- **Task set**
[A] Name every book of the Bible that the passage on miracles cites with a chapter number.
[B] Duplicate the part of the passage on miracles that opens with the words containing "Miracles happen all" and closes with "we pray, eh?".

- **Text section**
_ _ _ _
In all three of the Synoptic Gospels, Jesus concluded several parables with the phrase, “Whoever has ears [to hear], let them hear” (Matthew 11:15, 13:9, 13:43; Mark 4:9; Luke 8:8, 14:35).  And in the Book of Revelation, Chapter 2, Jesus said, “Whoever has ears, let them hear what the Spirit says to the churches” (Revelation 2:7, 11, 17, and 29). As the Spirit opens our spiritual eyes to see beyond the natural, He likewise opens our spiritual ears to listen to, comprehend, and witness the reality of the supernatural, the Kingdom of God on earth, where miracles are an every-moment occurrence.

Miracles happen all the time; I know–I’ve witnessed countless, both large and small, and I’ve heard stories from others that can only be caveated as miracles.  Why does God still dole out miracles?  For our joy and encouragement, and for His glory.  As a daddy myself, there’s nothing like hearing the squeal of surprise and unfettered joy erupting from my daughter as she opens up a gift she’s been nagging us about.  At six years old, Hannah’s at the age where nothing’s subtle, especially asking for something she wants.  She doesn’t drop hints, she just asks, asks again, asks yet again, asks continuously, like the persistent widow in Luke 18, until we either yell “no,” sigh “yes,” or begin plotting for the delivery of the gift wrapped in surprise.  Hmm, sounds a little like God when we pray, eh?

As Mary prepared for Hannah’s sixth birthday party, we asked her what she wanted.  “I want a magic kit!” she told us.  And during the weeks leading up to the party her desire never wavered, so we passed the information on to Grandma and Grandpa, who set out to fulfill the mission.  Mary had hired a professional magician to entertain Hannah and the dozen little girls at the party, so after the magic show ended, the cake and ice cream were consumed, and the piñata was smashed to confetti, we herded the sugared-up girls back into the living room so Hannah could open her gifts.

After Hannah had torn off the wrapping paper from a few boxes, Grandma handed her a long package.  I pointed the video camera at her and stood in anticipation of the incipient culmination of weeks of expectancy.  Hannah began peeling off the paper, and the instant she realized what she held in her lap, she squealed with joy.  I mean, squealed!  That is why God still performs miracles!  That is why Daddy still hands out fish instead of snakes, and eggs instead of scorpions.  He’s a good Daddy, and He loves it–loves it!–when we not only recognize His miracles with joy, but when we make known His marvelous deeds to the world.  Like Hannah, the more we squeal about our magic kits, the more we glorify the gift Giver.

Like I said, I’ve witnessed countless miracles, many small, some extraordinarily large, and it’s funny: I seem to remember the small miracles more than I do the large ones, maybe because they seem to happen so often now.  These are little signs He’s intimately involved in my moment-by-moment existence, that He cares about me more than I’ll ever realize.
_ _ _ _
- **Data shown**
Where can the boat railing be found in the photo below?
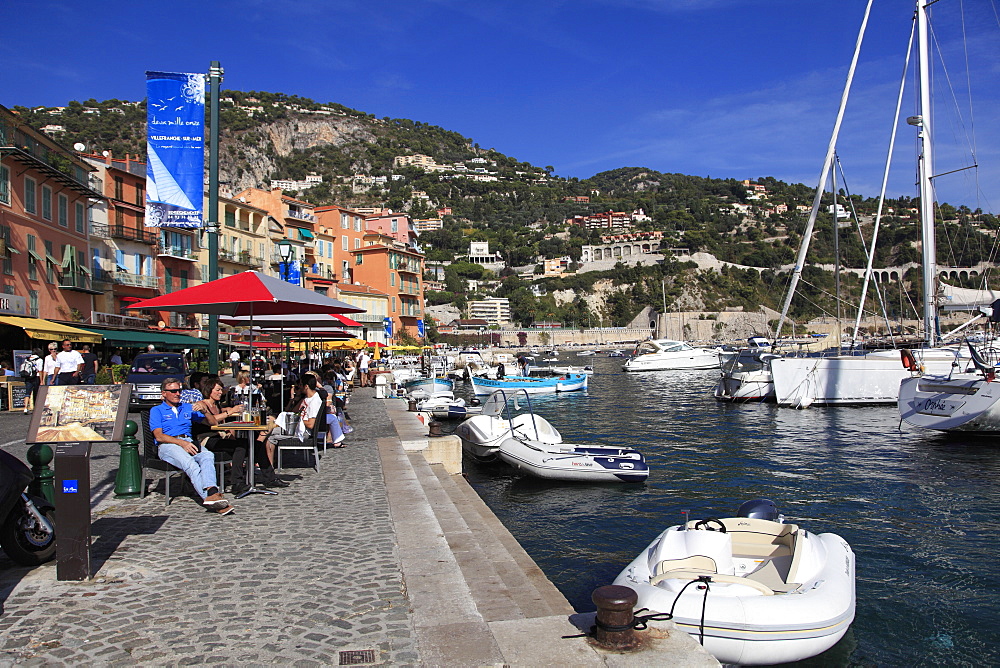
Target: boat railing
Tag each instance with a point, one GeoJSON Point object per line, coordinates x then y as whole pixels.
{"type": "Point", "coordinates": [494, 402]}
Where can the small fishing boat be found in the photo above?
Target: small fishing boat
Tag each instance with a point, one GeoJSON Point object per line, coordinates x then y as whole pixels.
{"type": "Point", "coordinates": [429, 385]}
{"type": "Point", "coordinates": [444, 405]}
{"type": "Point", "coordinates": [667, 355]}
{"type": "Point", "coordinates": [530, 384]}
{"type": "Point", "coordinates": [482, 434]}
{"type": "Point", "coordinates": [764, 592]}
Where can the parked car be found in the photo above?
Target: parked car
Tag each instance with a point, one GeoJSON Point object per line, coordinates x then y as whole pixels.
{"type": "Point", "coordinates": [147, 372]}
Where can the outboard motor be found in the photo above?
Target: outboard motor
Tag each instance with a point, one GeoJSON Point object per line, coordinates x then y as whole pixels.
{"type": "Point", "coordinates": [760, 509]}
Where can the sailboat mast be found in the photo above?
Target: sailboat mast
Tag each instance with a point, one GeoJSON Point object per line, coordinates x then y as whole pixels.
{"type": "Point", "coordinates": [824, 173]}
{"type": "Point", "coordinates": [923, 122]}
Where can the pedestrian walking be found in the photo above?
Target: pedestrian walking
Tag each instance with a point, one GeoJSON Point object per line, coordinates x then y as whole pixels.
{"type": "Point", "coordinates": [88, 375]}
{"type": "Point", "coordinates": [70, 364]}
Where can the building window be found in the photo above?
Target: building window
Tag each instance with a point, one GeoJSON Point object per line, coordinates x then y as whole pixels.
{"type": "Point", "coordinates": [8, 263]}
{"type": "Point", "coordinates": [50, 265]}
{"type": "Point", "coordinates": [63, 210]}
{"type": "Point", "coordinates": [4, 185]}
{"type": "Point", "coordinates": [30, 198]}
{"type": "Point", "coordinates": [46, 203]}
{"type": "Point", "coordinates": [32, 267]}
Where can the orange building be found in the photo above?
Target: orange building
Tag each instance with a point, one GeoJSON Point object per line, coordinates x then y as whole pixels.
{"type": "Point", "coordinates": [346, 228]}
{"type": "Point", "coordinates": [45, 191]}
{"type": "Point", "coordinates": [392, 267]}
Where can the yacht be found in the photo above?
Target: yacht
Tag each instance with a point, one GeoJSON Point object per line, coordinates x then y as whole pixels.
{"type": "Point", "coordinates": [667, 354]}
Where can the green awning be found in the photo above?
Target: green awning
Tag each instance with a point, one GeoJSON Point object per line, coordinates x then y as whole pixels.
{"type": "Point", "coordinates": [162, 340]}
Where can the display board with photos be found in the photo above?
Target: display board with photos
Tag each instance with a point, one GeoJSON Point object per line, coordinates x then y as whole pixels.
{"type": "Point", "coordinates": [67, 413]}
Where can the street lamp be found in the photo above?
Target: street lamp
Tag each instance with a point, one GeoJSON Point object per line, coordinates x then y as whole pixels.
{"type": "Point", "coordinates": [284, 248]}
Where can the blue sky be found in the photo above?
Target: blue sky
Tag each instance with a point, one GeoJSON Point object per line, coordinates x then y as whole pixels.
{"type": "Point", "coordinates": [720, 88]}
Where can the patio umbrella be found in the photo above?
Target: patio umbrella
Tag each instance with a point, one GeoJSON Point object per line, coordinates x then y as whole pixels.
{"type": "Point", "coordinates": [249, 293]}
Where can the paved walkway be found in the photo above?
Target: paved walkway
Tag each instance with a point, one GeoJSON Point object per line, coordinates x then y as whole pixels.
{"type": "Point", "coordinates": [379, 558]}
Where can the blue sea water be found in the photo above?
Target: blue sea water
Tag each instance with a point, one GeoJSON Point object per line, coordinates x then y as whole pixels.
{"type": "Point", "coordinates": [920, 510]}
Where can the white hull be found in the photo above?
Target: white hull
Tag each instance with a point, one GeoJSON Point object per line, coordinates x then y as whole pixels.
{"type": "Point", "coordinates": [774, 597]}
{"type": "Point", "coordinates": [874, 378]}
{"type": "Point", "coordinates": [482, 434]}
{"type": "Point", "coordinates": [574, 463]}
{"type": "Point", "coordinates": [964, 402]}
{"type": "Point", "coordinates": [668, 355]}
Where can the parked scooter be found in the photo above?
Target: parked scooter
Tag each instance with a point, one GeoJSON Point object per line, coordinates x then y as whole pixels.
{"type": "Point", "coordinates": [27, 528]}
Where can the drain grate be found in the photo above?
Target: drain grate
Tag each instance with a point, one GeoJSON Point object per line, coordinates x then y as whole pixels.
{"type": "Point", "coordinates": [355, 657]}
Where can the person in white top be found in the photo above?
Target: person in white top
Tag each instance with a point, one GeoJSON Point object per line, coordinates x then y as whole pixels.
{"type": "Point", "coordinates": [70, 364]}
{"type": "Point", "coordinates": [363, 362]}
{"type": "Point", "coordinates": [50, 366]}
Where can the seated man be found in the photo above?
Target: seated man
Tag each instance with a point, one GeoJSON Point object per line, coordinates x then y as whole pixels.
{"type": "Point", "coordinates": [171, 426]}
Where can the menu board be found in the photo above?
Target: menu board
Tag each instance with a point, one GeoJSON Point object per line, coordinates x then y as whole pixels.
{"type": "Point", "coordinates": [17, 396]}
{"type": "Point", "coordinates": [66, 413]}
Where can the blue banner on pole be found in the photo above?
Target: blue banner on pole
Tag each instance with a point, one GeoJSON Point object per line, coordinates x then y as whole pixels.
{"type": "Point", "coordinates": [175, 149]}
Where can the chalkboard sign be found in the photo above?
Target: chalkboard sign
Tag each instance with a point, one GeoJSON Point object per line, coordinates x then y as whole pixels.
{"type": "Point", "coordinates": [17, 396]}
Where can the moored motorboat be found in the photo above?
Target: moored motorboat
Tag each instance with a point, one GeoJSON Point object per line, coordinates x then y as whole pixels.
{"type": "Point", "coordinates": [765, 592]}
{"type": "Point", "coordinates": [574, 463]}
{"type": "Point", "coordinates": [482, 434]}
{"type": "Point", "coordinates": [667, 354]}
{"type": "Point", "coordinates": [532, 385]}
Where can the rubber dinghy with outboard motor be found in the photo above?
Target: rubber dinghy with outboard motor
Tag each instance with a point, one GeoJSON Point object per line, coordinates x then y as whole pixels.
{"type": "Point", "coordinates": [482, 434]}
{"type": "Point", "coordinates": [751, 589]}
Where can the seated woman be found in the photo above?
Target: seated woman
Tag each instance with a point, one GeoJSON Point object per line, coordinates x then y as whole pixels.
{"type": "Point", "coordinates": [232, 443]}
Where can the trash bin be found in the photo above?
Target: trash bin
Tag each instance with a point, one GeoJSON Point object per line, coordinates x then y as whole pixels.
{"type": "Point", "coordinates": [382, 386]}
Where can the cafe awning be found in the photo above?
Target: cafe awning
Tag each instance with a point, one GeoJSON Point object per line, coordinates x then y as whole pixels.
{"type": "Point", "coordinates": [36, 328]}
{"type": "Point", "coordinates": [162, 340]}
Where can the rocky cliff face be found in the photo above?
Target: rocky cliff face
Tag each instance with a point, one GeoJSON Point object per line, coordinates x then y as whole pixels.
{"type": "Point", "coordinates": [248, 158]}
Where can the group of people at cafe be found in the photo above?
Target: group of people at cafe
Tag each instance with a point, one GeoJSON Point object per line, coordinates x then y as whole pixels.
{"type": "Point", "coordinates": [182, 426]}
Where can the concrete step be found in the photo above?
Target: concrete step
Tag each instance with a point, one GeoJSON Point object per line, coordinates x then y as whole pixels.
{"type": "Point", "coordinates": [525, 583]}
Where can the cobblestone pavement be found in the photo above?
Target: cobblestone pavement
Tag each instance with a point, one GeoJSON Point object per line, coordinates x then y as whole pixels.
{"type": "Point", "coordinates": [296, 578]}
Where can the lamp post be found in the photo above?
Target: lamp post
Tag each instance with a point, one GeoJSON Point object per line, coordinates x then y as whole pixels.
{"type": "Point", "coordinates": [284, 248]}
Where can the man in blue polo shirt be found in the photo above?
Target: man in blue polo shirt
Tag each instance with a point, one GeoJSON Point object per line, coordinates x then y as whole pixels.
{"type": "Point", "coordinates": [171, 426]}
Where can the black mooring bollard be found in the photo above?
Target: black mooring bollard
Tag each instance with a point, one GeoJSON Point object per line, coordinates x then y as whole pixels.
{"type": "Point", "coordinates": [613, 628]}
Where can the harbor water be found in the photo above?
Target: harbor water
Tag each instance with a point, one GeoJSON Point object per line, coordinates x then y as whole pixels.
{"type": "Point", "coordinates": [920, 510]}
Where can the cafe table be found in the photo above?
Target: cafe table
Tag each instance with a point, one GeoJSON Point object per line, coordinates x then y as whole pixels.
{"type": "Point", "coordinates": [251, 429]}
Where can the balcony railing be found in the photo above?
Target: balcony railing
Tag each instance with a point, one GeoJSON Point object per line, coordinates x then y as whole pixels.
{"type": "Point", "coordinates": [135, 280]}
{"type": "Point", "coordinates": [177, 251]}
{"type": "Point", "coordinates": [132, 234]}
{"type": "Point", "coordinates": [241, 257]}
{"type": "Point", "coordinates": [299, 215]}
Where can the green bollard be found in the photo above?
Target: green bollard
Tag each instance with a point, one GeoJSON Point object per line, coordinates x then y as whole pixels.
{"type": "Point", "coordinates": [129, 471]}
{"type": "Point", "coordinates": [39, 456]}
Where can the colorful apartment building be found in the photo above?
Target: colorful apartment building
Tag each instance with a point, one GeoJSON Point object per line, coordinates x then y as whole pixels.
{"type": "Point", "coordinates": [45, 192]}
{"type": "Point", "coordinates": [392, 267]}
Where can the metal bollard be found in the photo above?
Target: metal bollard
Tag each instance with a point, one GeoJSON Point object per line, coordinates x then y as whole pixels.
_ _ _ _
- **Answers to the exercises**
[A] Matthew, Mark, Luke, Revelation

[B]
Miracles happen all the time; I know–I’ve witnessed countless, both large and small, and I’ve heard stories from others that can only be caveated as miracles.  Why does God still dole out miracles?  For our joy and encouragement, and for His glory.  As a daddy myself, there’s nothing like hearing the squeal of surprise and unfettered joy erupting from my daughter as she opens up a gift she’s been nagging us about.  At six years old, Hannah’s at the age where nothing’s subtle, especially asking for something she wants.  She doesn’t drop hints, she just asks, asks again, asks yet again, asks continuously, like the persistent widow in Luke 18, until we either yell “no,” sigh “yes,” or begin plotting for the delivery of the gift wrapped in surprise.  Hmm, sounds a little like God when we pray, eh?